--- Start ---

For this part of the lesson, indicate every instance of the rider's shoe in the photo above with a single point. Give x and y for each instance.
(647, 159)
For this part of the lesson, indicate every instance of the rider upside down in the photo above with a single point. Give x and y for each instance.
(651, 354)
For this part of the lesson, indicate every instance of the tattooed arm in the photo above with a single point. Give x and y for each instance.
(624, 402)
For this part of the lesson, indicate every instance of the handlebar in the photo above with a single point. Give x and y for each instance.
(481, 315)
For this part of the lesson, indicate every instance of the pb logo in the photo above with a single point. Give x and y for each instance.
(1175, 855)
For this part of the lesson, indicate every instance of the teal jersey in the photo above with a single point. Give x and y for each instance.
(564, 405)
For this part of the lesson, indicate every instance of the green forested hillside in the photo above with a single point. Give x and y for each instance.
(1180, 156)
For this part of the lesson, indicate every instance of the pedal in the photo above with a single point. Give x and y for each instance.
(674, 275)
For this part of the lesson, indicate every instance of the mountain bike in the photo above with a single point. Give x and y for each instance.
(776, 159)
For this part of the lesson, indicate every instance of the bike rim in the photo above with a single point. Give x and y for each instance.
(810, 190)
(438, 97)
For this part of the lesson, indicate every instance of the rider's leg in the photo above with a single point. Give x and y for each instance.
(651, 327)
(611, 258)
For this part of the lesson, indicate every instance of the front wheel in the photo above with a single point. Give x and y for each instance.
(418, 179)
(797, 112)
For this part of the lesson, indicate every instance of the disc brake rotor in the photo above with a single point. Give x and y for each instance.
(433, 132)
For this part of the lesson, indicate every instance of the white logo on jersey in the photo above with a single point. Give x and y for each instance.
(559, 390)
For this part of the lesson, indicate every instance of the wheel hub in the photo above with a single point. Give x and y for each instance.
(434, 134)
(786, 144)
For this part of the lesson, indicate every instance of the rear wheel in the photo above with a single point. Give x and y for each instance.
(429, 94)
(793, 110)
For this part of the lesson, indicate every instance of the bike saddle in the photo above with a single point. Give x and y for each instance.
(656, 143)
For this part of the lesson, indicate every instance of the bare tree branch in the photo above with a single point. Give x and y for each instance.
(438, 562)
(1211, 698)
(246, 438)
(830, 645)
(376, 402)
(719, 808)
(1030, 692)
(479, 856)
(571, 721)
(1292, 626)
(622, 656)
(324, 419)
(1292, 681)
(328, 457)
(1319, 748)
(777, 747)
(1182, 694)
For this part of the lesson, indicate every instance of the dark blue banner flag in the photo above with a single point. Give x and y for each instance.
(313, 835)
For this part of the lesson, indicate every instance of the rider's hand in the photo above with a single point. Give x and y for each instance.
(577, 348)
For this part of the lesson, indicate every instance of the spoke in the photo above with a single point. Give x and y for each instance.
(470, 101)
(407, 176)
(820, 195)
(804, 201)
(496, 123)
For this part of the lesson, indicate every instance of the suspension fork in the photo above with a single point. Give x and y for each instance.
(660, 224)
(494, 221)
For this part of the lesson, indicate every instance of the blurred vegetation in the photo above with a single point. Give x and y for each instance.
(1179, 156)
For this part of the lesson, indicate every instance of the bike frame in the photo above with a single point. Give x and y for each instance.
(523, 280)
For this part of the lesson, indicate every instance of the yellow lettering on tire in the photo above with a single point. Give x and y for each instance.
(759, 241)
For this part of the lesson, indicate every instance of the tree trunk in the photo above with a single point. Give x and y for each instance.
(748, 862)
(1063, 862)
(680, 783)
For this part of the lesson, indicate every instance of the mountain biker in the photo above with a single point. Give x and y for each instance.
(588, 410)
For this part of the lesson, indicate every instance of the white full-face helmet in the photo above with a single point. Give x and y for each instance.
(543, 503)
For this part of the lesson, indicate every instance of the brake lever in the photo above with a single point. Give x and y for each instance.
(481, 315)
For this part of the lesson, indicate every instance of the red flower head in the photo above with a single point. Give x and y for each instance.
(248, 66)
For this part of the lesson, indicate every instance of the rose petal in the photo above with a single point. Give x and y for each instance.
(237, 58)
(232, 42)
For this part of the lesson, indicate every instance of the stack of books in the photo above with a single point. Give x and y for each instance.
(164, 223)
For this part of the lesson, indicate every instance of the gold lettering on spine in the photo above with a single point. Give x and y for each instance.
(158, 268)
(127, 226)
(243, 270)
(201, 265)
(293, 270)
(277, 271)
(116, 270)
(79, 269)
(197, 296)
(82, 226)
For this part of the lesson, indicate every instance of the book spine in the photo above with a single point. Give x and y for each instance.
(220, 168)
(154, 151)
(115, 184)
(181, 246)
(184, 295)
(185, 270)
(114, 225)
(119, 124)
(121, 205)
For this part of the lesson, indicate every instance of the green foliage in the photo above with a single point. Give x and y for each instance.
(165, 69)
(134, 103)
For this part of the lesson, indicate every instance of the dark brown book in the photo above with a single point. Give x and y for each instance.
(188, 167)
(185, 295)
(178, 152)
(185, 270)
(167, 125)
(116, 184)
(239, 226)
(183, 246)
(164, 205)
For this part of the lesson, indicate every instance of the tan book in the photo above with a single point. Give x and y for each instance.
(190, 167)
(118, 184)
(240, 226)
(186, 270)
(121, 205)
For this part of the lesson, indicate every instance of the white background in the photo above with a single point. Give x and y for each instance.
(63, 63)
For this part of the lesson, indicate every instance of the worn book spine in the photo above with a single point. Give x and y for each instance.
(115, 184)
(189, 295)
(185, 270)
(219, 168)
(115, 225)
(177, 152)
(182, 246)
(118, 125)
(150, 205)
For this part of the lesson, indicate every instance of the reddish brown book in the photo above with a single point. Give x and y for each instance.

--- End ---

→ **Short task**
The listing above should be transcribed in full, exactly as written.

→ **Exercise result**
For this part of the lesson, indicate every instance of the rider's shoe in the photo above with a single point. Give x and y for each instance.
(647, 159)
For this part of the lesson, indicate every instance of the rider upside down in the photo above with a single point. Give x and y for each instance.
(651, 354)
For this part of the lesson, indicate every instance of the tattooed arm in the photo above with a single point. Give x and y for each instance.
(624, 402)
For this part of the lesson, indicate every instance of the handlebar in the photo above with a single point. Give x and y for each instance.
(481, 315)
For this part of the lesson, indicate every instance of the pb logo in the photo above with a single point. Give x and y for each instance.
(1175, 855)
For this part of the lesson, indicate every instance of the teal jersey in the photo above with a single point. Give x and y for each instance.
(564, 405)
For this part of the lesson, indicate every instance of the green forested hillside in the photo above with a single point. Give x and y for each instance.
(1180, 156)
For this part of the lesson, indicate every instance of the pedal in the photo above with a single point. Give x and y for each instance.
(674, 275)
For this part of the lesson, indicate every instance of the mountain bike in the photo above with a single point. Give x and y for each instance.
(776, 159)
For this part of the lesson, indicate every instance of the bike rim in the photo above with a single point. Give x and y for each instance.
(810, 190)
(438, 97)
For this part of the lesson, indicate every instance of the rider's leg in the photo above with a single point. Give x and y for each instance.
(651, 327)
(611, 258)
For this part of the lesson, indicate every instance of the front wheel in the photo above with a single point. Give x and y for each instance.
(418, 179)
(797, 112)
For this part of the lesson, indicate every instance of the disc brake rotor in the photo above with a single point. Give x and y for each instance.
(433, 132)
For this part of the lesson, indicate every instance of the white logo on jersey in the photo above with a single point. Give x and y for each instance.
(559, 390)
For this part of the lesson, indicate every instance of the wheel hub in the photo above with a single point. Give x and y for each instance.
(434, 134)
(786, 144)
For this part of the lesson, indicate every instance of the rear wheel in the photo above with a single point. Give x and y for each instance.
(429, 94)
(793, 110)
For this part of the lesson, indicate every instance of the bike saddle in the photo above with a single point. Give x and y for each instance.
(656, 143)
For this part of the lesson, indicate every instance of the bare tree branch in the photo above with a single point. Give x and y for each instance.
(438, 562)
(1211, 698)
(246, 438)
(830, 645)
(376, 402)
(719, 808)
(1030, 692)
(479, 856)
(571, 721)
(1292, 626)
(622, 656)
(324, 419)
(1292, 681)
(328, 457)
(1319, 748)
(777, 747)
(1182, 694)
For this part of the lesson, indicate every instance of the dark blue banner flag in the photo above with a single point. Give x and y for each instance.
(313, 835)
For this part of the lesson, indicate every instance of the rider's hand in the photo above with a single point. Give x and y for each instance.
(577, 348)
For this part of the lesson, indicate every instance of the spoke in the photo above with a single point. Give x and y for each instance.
(470, 101)
(407, 176)
(820, 195)
(804, 201)
(496, 123)
For this part of the lesson, indicate every instance of the suspension fork in the photo above with a single point. Give x and y for each instance.
(660, 224)
(494, 221)
For this part of the lesson, indicate every instance of the blurred vegetation in the photo above with a single point. Give x and y for each instance.
(1179, 156)
For this part of the lesson, indicate every instance of the bike frame in the photo above with a single point. Give x and y for each instance.
(523, 280)
For this part of the lesson, indicate every instance of the yellow lettering on tire in the photo above with a single point. Give x and y for each instance.
(759, 241)
For this part of the lesson, indicate every instance of the tree trunk in the photo above with a single point. Give x and y for each instance.
(748, 862)
(1063, 862)
(680, 783)
For this part of the lesson, indicate every instance of the mountain biker in the photo above with a single point. Give x and y for each instance.
(588, 410)
For this part of the lesson, indicate every instance of the white full-face helmet in the photo above with a single point. Give x and y for each instance.
(543, 503)
For this part of the lesson, indicate every instance of the brake lever in the photo above with a single point. Give x and y for each instance.
(481, 315)
For this part of the lesson, indicate every instance of the red flower head in the photo above with a single point. Give x and y for each instance.
(248, 66)
For this part of the lesson, indicate every instance of the rose petal in the photo above with a single point. Give x and y for each instance.
(237, 58)
(232, 42)
For this part of the lesson, indicate every instance of the stack of books in the photo above with a single point. Give x and y for each instance.
(164, 223)
For this part of the lesson, indicate every instance of the gold lettering on spine in the photo above with a single point. Give x and y for each instance.
(158, 268)
(127, 226)
(243, 270)
(201, 265)
(293, 270)
(277, 271)
(116, 270)
(79, 269)
(197, 296)
(82, 226)
For this part of the lesson, indicate every instance of the book spine in the photo above with a single point. Give x and y for each instance.
(220, 168)
(154, 151)
(115, 184)
(181, 246)
(184, 295)
(185, 270)
(114, 225)
(119, 124)
(121, 205)
For this part of the lesson, indicate every instance of the green foliage in the photo above with a single point. Give x and y for each instance.
(165, 69)
(134, 103)
For this part of the lesson, indicate every instance of the dark brown book in the photo above with a single point. Give x and y for each instance.
(188, 167)
(185, 295)
(178, 152)
(185, 270)
(167, 125)
(116, 184)
(239, 226)
(183, 246)
(164, 205)
For this part of the lesson, indicate every instance of the tan book in the photo above with a single point. Give x and y for each instance.
(190, 167)
(118, 184)
(240, 226)
(186, 270)
(121, 205)
For this part of the lesson, indicate every instance of the white background in the photo above with a single point. Give x and y for each instance.
(63, 63)
For this part of the lesson, indicate every instance of the worn book spine in the photo above with a single point. Give x and y for each instance.
(115, 184)
(189, 295)
(185, 270)
(219, 168)
(115, 225)
(177, 152)
(182, 246)
(118, 125)
(150, 205)
For this part of the lesson, indicate every instance of the reddish brown book in the photo above with a single point. Give x and y for each instance.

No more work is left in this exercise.